Consigne 1: Dans le texte sur la gestion de l’eau, reformulez sous forme de liste le paragraphe qui commence par « L’Observatoire parisien de l’eau » en conservant ses faits essentiels.
Consigne 2: D’après le texte sur la gestion de l’eau, quelle proportion des votants s’est prononcée contre la privatisation d’EYATH lors du référendum du 14 mai 2014 ?
Consigne 3: Poursuivez le texte sur la gestion de l’eau à partir de sa dernière phrase.

Texte source:
⁂

Le 14 mai 2014, la coalition SOSte to Nero organisait un référendum sur la privatisation de EYATH (société des eaux de Thessalonique) avec le soutien de l’EPSU et de l’European Water Movement. Le gouvernement grec déclarait ce référendum illégal et essayait de l’empêcher. Malgré cela, plus de 218000 habitants se prononçaient à 98% contre la privatisation. Parallèlement, la Court Suprême déclarait illégal la vente des actions de EYATH et EYDAP (Athènes) appartenant à l’État en vue d’une privatisation de ces 2 sociétés, comme le réclame la Troïka. Le risque de privatisation étant écarté, SOSte to Nero s’attache désormais à améliorer le fonctionnement de EYATH au service des usagers (embauche de personnel plutôt que sous-traitance, baisse de la facture d’eau pour les familles en difficulté…). Un réseau grec des opérateurs d’eau publics est en cours de construction.[8]
III. Initiatives et propositions
Les mouvements pour l’eau regroupés au sein de l’European Water Movement considèrent que les dispositifs actuels d’exercice de la démocratie sont insuffisants. Ils proposent l’introduction d’une démocratie directe et participative qui pourrait passer par la mise en place :
- d’une structure inspirée de l’Observatoire parisien de l’eau
- de coopératives pour gérer l’eau à la place des modes de gestion publique et privée actuels
L’Observatoire parisien de l’eau[9] est une commission extra-municipale créée en 2006 par le maire de Paris. Cette commission est ouverte à tous (usagers, associations, experts, syndics d’immeuble...). Elle possède une voix délibérante dans le conseil d’administration de la régie publique « Eau de Paris ». L’Observatoire a une mission de concertation et de contrôle citoyen sur la politique municipale de l’eau. L’ensemble de ses activités et réunions sont publiques. La Berliner Wassertisch souhaite s’en inspirer pour le Conseil berlinois de l’eau de même que la Plataforma contra la privatizacion del Canal Isabel II pour sa proposition d’un Observatorio del Agua[10].

⁂

Données fournies:
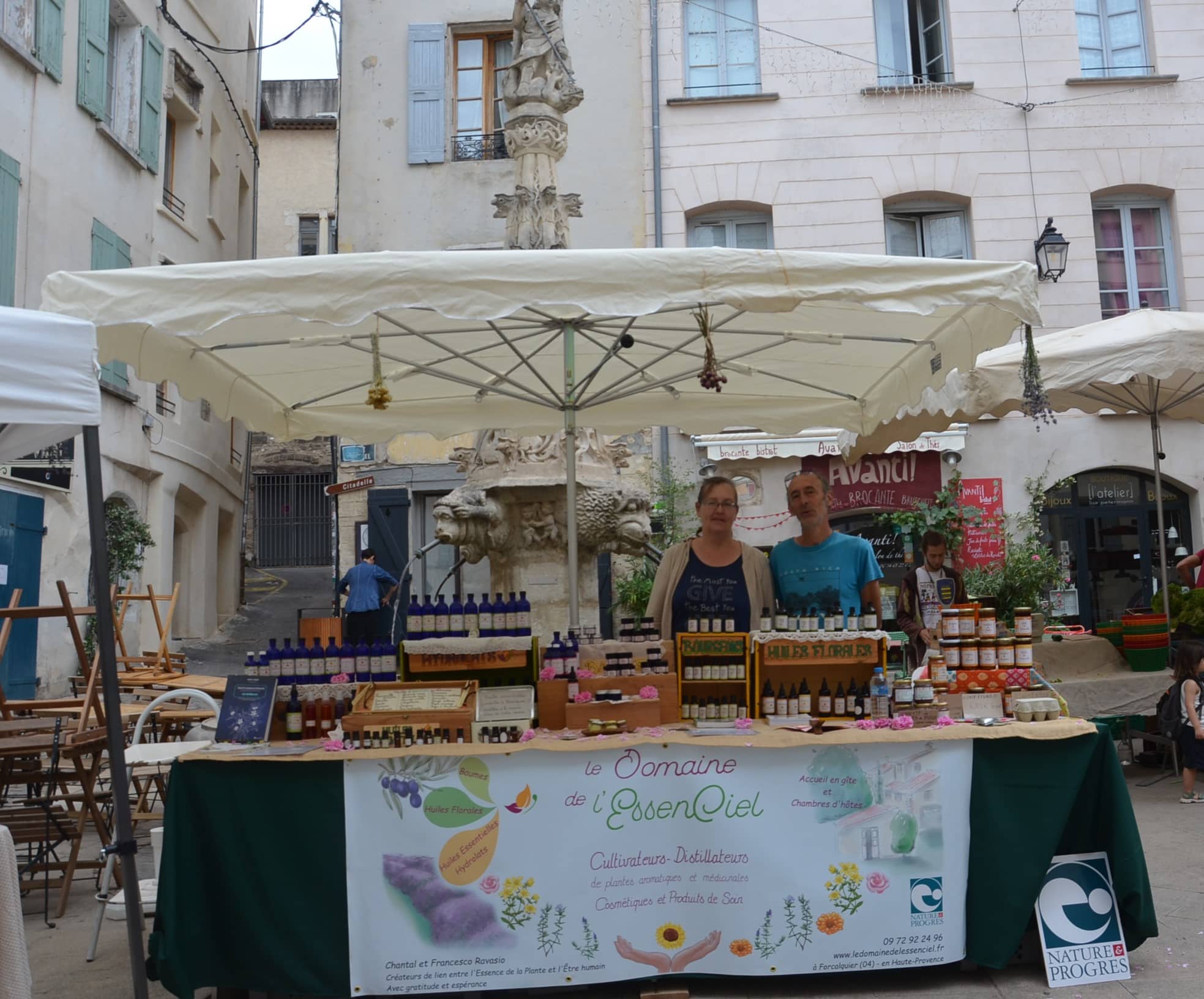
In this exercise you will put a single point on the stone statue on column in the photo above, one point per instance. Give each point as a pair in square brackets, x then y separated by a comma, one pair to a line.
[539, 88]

⁂

Réponse 1:
- Commission extra-municipale créée en 2006 par le maire de Paris
- Ouverte à tous : usagers, associations, experts, syndics d’immeuble
- Voix délibérante au conseil d’administration de la régie publique « Eau de Paris »
- Mission de concertation et de contrôle citoyen sur la politique municipale de l’eau
- Activités et réunions entièrement publiques
- Modèle pour la Berliner Wassertisch (Conseil berlinois de l’eau) et pour la Plataforma contra la privatizacion del Canal Isabel II (proposition d’un Observatorio del Agua)

Réponse 2: 98 % des votants se sont prononcés contre la privatisation.

Réponse 3:
Depuis 2011, Initiative K136 propose que l’eau soit gérée à Thessalonique par des coopératives. Cette gestion collaborative est abordée comme une alternative dans le contexte de l'économie sociale et solidaire et de la démocratie directe ; elle est principalement basée sur la participation démocratique des citoyens tout en assurant aussi la participation des travailleurs et des collectivités locales. Les pré-requis pour la gestion collaborative de l'eau sont: la reconnaissance de l'eau comme un bien commun et non comme une marchandise, la création de coopératives et leur exploitation "d'en bas" sur une base non lucrative, l'indépendance vis-à-vis d’intérêts économiques et politiques, afin d'assurer la participation du citoyen la plus démocratique possible.[11]
[1] La participación pública se ahogó en la Directiva Marco del Agua
[2] La mentira de la participación pública en Catalunya
[3] Implementation of public participation in Germany
[4] Politiques publiques de l'eau, DCE et participation du public en France
[5] La campagne « Obbedienza civile »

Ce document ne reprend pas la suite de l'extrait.